### ARTICLE

==============================

Creating your dataset

First step in creating a Image Classification pipeline is to create a dataset relevant to the problem, we are trying to solve. The dataset will contain the image itself and the label associated with each image.

In the above example as shown in the FIG 5.3, the dataset should be uniformly distributed. If we have twice the number of cat images than fish images, and five times the number of elephant images than cat images, then our classifier will become naturally biased to “overfitting” into these heavily-represented categories.

There is no thumb rule available to define the volume of dataset. In case of dataset with less volume in deep learning, we employ a technique called Transfer Learning. We will see more about Transfer Learning going forward in this course.

Splitting the dataset into training and testing dataset

We split the dataset into a Training and Testing set. Training set is used to by our classifier to learn what each category looks like by making predictions on the input data and then corrected when the predictions are wrong.Testing set is used to evaluate the performance of the classifier by validating the predicted labels vs the actual labels from testing set to draw a confusion matrix and derive the accuracy.

The testing set has to be entirely independent from the training set, as we are only going to used for validation to check the performance of our classifier.

The split is size of testing and training set are up-to the developer to decide,some of the common split sizes are:

Training : Testing :: 66.7% : 33.3% | Training : Testing :: 75%: 25% | Training : Testing :: 90%: 10%


Feature Extraction

We need to extract features to abstractly quantify and represent each image.

==============================

### REQUIRED WORK
Reproduce the passage above on building an image classification dataset word for word, from its opening heading through its final sentence.

### RAW DATA

==============================

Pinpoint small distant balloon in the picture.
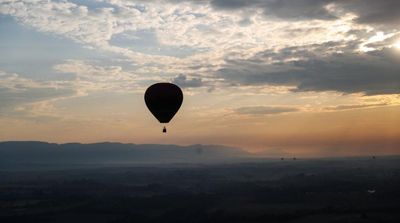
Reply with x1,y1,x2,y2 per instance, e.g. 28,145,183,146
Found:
144,83,183,133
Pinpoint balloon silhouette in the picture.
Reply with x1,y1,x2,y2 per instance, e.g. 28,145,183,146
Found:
144,83,183,133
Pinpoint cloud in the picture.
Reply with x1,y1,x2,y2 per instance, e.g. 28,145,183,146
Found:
0,71,76,115
172,74,204,88
218,44,400,95
337,0,400,27
211,0,336,20
235,106,299,115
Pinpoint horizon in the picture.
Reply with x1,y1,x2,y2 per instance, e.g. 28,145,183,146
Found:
0,0,400,157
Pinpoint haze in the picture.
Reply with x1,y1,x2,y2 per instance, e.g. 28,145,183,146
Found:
0,0,400,156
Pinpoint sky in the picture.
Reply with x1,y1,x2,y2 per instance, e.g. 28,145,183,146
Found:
0,0,400,156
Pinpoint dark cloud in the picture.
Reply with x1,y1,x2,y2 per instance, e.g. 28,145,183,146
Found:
172,74,204,88
235,106,299,115
219,46,400,95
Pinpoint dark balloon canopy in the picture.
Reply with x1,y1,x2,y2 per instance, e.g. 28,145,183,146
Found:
144,83,183,123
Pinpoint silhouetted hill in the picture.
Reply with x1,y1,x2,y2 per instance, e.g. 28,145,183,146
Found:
0,141,249,165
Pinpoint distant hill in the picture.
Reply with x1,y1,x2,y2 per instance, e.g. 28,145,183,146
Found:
0,141,250,167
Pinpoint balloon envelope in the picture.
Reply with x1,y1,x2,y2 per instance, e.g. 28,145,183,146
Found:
144,83,183,123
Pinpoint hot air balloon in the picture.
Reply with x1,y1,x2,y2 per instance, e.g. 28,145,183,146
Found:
144,83,183,133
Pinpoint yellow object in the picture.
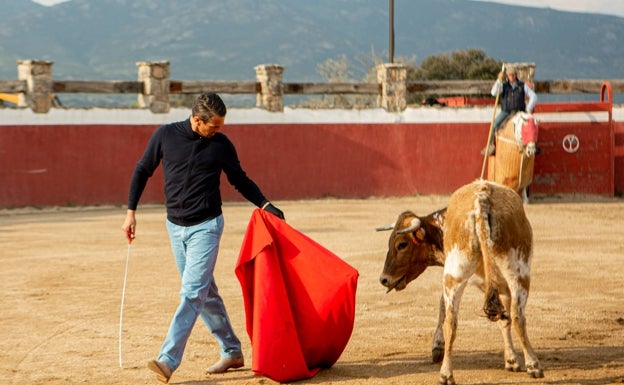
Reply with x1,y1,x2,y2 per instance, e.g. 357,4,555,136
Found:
0,93,17,104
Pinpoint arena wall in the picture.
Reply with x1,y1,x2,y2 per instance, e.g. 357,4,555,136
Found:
0,107,624,208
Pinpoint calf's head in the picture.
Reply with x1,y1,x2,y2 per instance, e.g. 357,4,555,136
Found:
379,210,444,291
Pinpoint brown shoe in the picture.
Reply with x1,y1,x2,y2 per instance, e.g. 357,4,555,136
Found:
206,357,245,374
147,360,171,384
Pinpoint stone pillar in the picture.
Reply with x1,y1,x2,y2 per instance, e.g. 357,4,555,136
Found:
505,63,535,88
254,64,284,112
17,60,53,114
376,63,407,112
136,61,170,114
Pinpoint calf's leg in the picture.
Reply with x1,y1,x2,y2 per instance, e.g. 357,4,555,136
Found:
431,294,446,363
440,274,467,385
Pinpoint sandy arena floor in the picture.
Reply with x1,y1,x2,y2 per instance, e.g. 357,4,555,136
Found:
0,196,624,385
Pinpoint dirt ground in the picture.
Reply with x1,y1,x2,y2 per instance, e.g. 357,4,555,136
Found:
0,196,624,385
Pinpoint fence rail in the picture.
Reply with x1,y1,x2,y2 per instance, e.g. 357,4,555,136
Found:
0,60,624,113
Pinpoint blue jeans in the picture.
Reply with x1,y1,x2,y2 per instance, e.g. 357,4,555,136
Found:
158,215,242,371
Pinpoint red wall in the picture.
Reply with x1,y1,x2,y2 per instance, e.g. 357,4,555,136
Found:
0,123,624,207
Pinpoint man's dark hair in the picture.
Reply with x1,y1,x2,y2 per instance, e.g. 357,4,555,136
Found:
191,92,227,122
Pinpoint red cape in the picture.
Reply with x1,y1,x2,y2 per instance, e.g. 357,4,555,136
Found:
235,209,358,382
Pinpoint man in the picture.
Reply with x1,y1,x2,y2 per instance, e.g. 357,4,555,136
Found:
481,67,537,155
121,93,284,383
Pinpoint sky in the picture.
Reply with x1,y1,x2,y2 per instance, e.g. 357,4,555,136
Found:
34,0,624,17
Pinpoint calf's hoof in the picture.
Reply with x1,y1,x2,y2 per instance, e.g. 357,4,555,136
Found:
431,348,444,364
527,365,544,378
439,375,456,385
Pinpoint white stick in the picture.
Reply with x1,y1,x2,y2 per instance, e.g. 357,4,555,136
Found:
119,243,130,368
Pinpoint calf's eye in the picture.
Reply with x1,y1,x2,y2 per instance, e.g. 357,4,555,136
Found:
397,242,407,250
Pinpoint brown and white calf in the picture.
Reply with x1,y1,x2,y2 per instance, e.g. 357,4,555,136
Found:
380,180,544,385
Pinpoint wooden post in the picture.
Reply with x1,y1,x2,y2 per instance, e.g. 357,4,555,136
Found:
136,61,170,114
17,60,53,114
254,64,284,112
377,63,407,112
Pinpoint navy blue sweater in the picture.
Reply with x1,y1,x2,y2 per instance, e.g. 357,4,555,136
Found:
128,119,267,226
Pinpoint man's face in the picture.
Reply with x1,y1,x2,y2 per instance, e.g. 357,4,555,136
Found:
193,115,225,138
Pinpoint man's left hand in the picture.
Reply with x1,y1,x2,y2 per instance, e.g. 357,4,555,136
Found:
262,202,285,220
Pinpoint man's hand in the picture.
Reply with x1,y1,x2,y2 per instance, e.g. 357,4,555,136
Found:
262,202,285,220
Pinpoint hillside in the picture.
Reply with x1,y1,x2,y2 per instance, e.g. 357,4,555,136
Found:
0,0,624,81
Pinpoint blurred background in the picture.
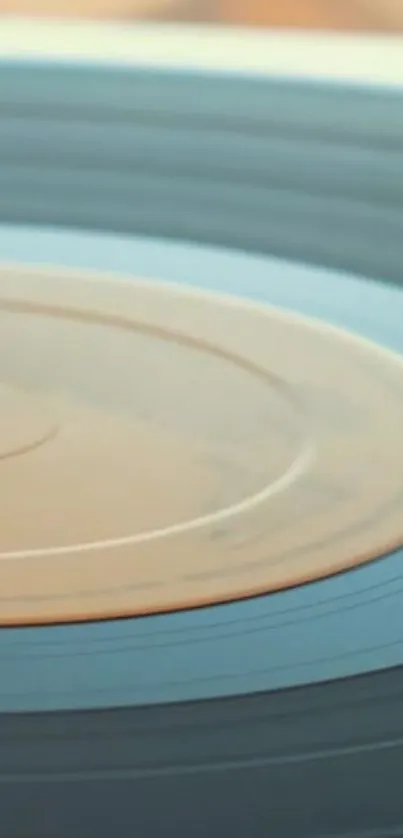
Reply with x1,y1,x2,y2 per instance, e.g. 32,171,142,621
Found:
0,0,403,34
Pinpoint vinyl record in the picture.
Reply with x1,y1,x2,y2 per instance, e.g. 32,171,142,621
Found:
0,22,403,838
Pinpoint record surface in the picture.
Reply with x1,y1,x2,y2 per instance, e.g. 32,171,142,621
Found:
0,22,403,838
0,268,403,624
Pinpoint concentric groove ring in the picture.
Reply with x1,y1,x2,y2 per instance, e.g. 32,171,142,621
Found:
0,23,403,838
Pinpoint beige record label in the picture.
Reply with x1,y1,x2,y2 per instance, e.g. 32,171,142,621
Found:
0,267,403,624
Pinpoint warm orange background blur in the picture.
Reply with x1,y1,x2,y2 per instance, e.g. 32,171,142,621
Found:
0,0,403,32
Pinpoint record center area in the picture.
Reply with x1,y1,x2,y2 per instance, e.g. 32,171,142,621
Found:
0,268,403,625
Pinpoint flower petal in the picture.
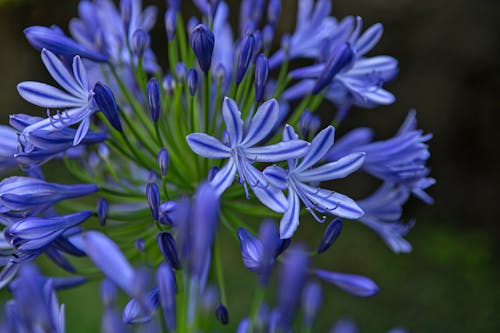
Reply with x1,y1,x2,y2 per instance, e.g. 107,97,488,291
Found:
186,133,231,158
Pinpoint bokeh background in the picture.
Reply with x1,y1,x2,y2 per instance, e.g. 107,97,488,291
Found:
0,0,500,332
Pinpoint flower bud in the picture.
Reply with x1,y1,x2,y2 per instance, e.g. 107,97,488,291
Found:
316,217,342,254
92,82,123,132
189,24,215,73
146,78,160,122
186,68,198,96
255,53,269,102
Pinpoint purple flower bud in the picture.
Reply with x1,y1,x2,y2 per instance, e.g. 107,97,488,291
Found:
162,74,175,96
186,68,198,96
267,0,281,27
165,9,177,41
156,263,177,332
158,148,170,177
146,78,161,122
255,53,269,102
302,282,322,328
314,269,379,297
215,303,229,325
97,198,109,226
92,82,123,132
316,217,342,254
158,201,177,226
312,43,354,94
156,231,181,269
189,24,215,73
236,34,255,84
132,29,150,58
175,62,187,81
146,183,160,221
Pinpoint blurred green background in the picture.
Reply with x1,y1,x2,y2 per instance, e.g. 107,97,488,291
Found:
0,0,500,332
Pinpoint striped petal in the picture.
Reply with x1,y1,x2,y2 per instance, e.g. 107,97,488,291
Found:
297,153,366,182
241,99,279,147
42,49,82,96
222,97,243,147
280,191,300,239
245,140,309,162
17,81,87,109
297,126,335,172
186,133,231,158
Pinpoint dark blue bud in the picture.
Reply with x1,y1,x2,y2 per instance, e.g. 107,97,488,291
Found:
134,238,146,252
158,148,170,177
312,43,354,94
158,201,177,226
175,62,187,81
132,29,150,58
208,165,219,182
267,0,281,27
162,74,175,96
189,24,215,73
92,82,123,132
316,217,342,254
186,68,198,96
215,303,229,325
97,198,109,226
146,183,160,221
236,34,255,84
165,9,177,41
156,231,181,269
255,53,269,102
146,78,160,122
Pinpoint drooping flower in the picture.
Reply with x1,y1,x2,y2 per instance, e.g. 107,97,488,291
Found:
264,126,365,238
187,98,308,200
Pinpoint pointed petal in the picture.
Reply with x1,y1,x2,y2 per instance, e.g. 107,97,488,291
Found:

==============================

### ANSWER TO THIS PROBLEM
Creating your dataset

First step in creating a Image Classification pipeline is to create a dataset relevant to the problem, we are trying to solve. The dataset will contain the image itself and the label associated with each image.

In the above example as shown in the FIG 5.3, the dataset should be uniformly distributed. If we have twice the number of cat images than fish images, and five times the number of elephant images than cat images, then our classifier will become naturally biased to “overfitting” into these heavily-represented categories.

There is no thumb rule available to define the volume of dataset. In case of dataset with less volume in deep learning, we employ a technique called Transfer Learning. We will see more about Transfer Learning going forward in this course.

Splitting the dataset into training and testing dataset

We split the dataset into a Training and Testing set. Training set is used to by our classifier to learn what each category looks like by making predictions on the input data and then corrected when the predictions are wrong.Testing set is used to evaluate the performance of the classifier by validating the predicted labels vs the actual labels from testing set to draw a confusion matrix and derive the accuracy.

The testing set has to be entirely independent from the training set, as we are only going to used for validation to check the performance of our classifier.

The split is size of testing and training set are up-to the developer to decide,some of the common split sizes are:

Training : Testing :: 66.7% : 33.3% | Training : Testing :: 75%: 25% | Training : Testing :: 90%: 10%


Feature Extraction

We need to extract features to abstractly quantify and represent each image.